What you have to do:
Each record, word for word and stripped of pictures, is what the answer should contain.

◇ ◇ ◇

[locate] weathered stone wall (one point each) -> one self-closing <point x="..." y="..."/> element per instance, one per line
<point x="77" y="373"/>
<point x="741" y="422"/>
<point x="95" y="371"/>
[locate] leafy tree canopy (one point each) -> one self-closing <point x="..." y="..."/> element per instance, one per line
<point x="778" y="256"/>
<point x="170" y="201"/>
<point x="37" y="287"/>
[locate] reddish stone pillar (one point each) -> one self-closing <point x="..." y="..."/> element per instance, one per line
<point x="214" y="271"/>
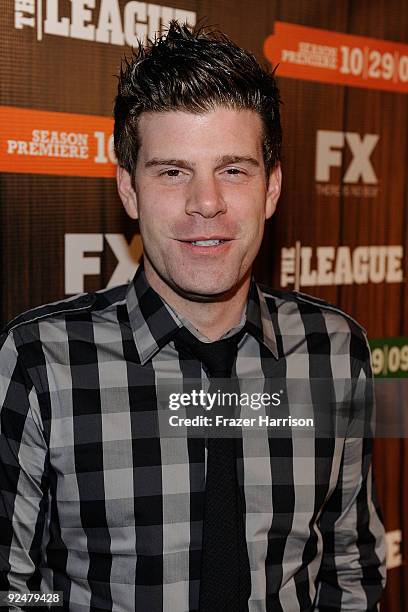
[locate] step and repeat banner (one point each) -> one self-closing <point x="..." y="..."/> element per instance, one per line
<point x="341" y="228"/>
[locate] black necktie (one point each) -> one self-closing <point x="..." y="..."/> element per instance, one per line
<point x="225" y="584"/>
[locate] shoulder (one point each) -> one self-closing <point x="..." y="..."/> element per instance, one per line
<point x="99" y="301"/>
<point x="297" y="301"/>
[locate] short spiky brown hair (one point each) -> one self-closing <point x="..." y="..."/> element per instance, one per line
<point x="193" y="70"/>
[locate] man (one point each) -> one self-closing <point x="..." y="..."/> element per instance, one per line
<point x="94" y="502"/>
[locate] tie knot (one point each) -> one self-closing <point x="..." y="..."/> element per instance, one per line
<point x="218" y="357"/>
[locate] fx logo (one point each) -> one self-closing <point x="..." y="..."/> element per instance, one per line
<point x="329" y="154"/>
<point x="79" y="263"/>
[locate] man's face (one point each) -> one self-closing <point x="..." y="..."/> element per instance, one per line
<point x="200" y="177"/>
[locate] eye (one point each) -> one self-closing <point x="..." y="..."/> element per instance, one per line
<point x="171" y="172"/>
<point x="234" y="171"/>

◇ ◇ ◇

Answer to this task:
[locate] weathered stone wall (one point each) -> one self-closing <point x="..." y="..."/> element per instance, one per line
<point x="77" y="373"/>
<point x="741" y="422"/>
<point x="95" y="371"/>
[locate] leafy tree canopy (one point each) -> one self-closing <point x="..." y="..."/> element per instance, one per line
<point x="778" y="256"/>
<point x="170" y="201"/>
<point x="37" y="287"/>
[locate] reddish stone pillar (one point each) -> one self-closing <point x="..." y="..."/> element per instance, one per line
<point x="214" y="271"/>
[locate] step and repeat banner (one point each) -> one self-closing <point x="..." y="..."/> element per instance, one per line
<point x="341" y="228"/>
[locate] black necktie (one point each) -> one self-closing <point x="..." y="..."/> element per instance, one per line
<point x="225" y="584"/>
[locate] shoulder (one point each) -> one self-closing <point x="..." y="..."/> element per instance, one per line
<point x="99" y="301"/>
<point x="297" y="301"/>
[locate] short spiky brown hair (one point each) -> one self-closing <point x="..." y="..."/> element per instance, one per line
<point x="193" y="70"/>
[locate] man (one point each) -> one self-closing <point x="..." y="..."/> element per instance, one per line
<point x="94" y="502"/>
[locate] tie knot (one point each) -> one self-closing <point x="..." y="..."/> element per instance, one per line
<point x="218" y="357"/>
[locate] fx logo (one point each) -> one self-closing <point x="..." y="..."/> element per instance, one per line
<point x="329" y="154"/>
<point x="79" y="263"/>
[locate] man's face (one point each) -> one self-closing <point x="..." y="..."/> element per instance, one per line
<point x="200" y="177"/>
[locate] eye (one point each) -> one self-closing <point x="..." y="..."/> element per instance, one per line
<point x="171" y="172"/>
<point x="234" y="171"/>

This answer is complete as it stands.